:: Source data ::

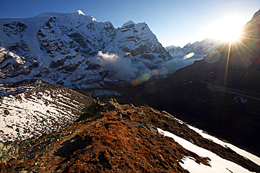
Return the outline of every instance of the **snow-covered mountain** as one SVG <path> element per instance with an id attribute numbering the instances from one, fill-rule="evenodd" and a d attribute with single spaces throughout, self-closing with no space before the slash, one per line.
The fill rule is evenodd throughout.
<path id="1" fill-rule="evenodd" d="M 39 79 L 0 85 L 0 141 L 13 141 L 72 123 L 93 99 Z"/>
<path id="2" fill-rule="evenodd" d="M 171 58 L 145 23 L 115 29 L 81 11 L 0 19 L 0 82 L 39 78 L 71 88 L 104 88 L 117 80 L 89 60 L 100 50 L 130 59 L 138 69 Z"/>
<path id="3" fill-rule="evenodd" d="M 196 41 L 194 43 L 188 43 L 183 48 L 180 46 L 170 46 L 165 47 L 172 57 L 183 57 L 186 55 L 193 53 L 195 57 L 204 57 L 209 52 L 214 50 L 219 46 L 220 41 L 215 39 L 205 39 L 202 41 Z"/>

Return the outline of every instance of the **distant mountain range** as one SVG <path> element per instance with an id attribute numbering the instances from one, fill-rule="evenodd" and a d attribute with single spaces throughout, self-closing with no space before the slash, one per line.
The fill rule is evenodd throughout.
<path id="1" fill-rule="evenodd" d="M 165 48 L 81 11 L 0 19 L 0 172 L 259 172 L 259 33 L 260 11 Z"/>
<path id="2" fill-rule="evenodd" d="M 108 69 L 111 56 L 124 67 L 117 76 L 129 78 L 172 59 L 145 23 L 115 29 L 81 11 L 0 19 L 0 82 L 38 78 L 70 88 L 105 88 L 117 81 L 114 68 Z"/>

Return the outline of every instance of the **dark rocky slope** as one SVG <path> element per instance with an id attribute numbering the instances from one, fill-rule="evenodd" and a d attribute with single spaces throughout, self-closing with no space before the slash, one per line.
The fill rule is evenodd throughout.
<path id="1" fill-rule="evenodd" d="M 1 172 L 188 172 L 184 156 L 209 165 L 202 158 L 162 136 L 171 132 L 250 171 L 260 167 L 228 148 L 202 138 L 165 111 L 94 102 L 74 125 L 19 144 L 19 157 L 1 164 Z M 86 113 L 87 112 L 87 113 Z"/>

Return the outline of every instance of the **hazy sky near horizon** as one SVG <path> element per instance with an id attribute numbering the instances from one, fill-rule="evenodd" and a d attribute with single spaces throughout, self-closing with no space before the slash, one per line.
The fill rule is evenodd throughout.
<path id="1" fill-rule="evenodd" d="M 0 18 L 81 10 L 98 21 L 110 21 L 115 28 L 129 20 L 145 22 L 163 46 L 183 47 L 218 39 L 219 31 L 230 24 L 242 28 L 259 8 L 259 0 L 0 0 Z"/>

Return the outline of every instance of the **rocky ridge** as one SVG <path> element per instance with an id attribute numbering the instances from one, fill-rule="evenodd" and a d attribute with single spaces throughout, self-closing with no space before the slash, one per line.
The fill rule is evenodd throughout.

:::

### Goal of the exercise
Switch every "one per line" in the items to "each on its own line", change nothing else, and write them out again without the pictures.

### Answer
Return the outline of every instance of the **snow-covered mountain** as one SVG <path> element per instance with an id attribute numbering the instances from one, fill-rule="evenodd" and a d attribute with single spaces throughout, self-closing with no space before the slash, each on its own line.
The fill rule is evenodd throughout.
<path id="1" fill-rule="evenodd" d="M 39 79 L 0 85 L 0 141 L 13 141 L 72 123 L 93 99 Z"/>
<path id="2" fill-rule="evenodd" d="M 171 58 L 145 23 L 115 29 L 81 11 L 0 19 L 0 82 L 39 78 L 71 88 L 104 88 L 117 80 L 89 60 L 100 50 L 130 59 L 138 69 Z"/>
<path id="3" fill-rule="evenodd" d="M 196 41 L 194 43 L 188 43 L 183 48 L 180 46 L 170 46 L 165 47 L 172 57 L 183 57 L 186 55 L 193 53 L 195 57 L 204 57 L 209 52 L 214 50 L 219 46 L 220 41 L 215 39 L 205 39 L 202 41 Z"/>

Return the outline of every instance of the **distant mountain range** as one SVG <path> element per instance with an id attribute numbering the instances from one, fill-rule="evenodd" and a d attribute with single spaces throughout, self-closing with no space before the slash, each on its own line.
The fill rule is evenodd throughout.
<path id="1" fill-rule="evenodd" d="M 165 48 L 81 11 L 0 19 L 0 172 L 259 172 L 259 33 L 260 11 Z"/>
<path id="2" fill-rule="evenodd" d="M 108 69 L 111 56 L 124 67 L 117 76 L 129 78 L 172 59 L 145 23 L 115 29 L 81 11 L 0 19 L 0 82 L 38 78 L 70 88 L 105 88 L 117 81 L 114 68 Z"/>

Return the outline of every instance of the **dark rocky slope** as one SVG <path> element per instance with an id attribute numbering the instances from one, fill-rule="evenodd" and a d attribute with single spaces throughout, self-closing with no space before the slash, each on its own line.
The fill rule is evenodd throughout.
<path id="1" fill-rule="evenodd" d="M 1 172 L 188 172 L 184 156 L 209 165 L 202 158 L 162 136 L 171 132 L 250 171 L 260 167 L 228 148 L 202 138 L 165 111 L 94 102 L 74 125 L 19 144 L 19 157 L 1 164 Z M 86 113 L 87 112 L 87 113 Z"/>

Return the outline of every instance of the **hazy sky near horizon** as one SVG <path> element per instance with an id attribute numbering the instances from one, fill-rule="evenodd" and a d attribute with single spaces throughout, self-closing with no space before the slash, each on its own line.
The fill rule is evenodd throughout.
<path id="1" fill-rule="evenodd" d="M 0 18 L 81 10 L 98 21 L 110 21 L 115 28 L 129 20 L 145 22 L 163 46 L 183 47 L 218 39 L 219 31 L 230 24 L 242 28 L 259 8 L 259 0 L 0 0 Z"/>

Return the outline of every instance of the **rocky ridge** as one SVG <path> element per instance with an id attribute numbering the instances from one, fill-rule="evenodd" and a d attribute with single spaces throughout, self-closing with no space before the slash, each on its own line.
The fill rule is evenodd throughout.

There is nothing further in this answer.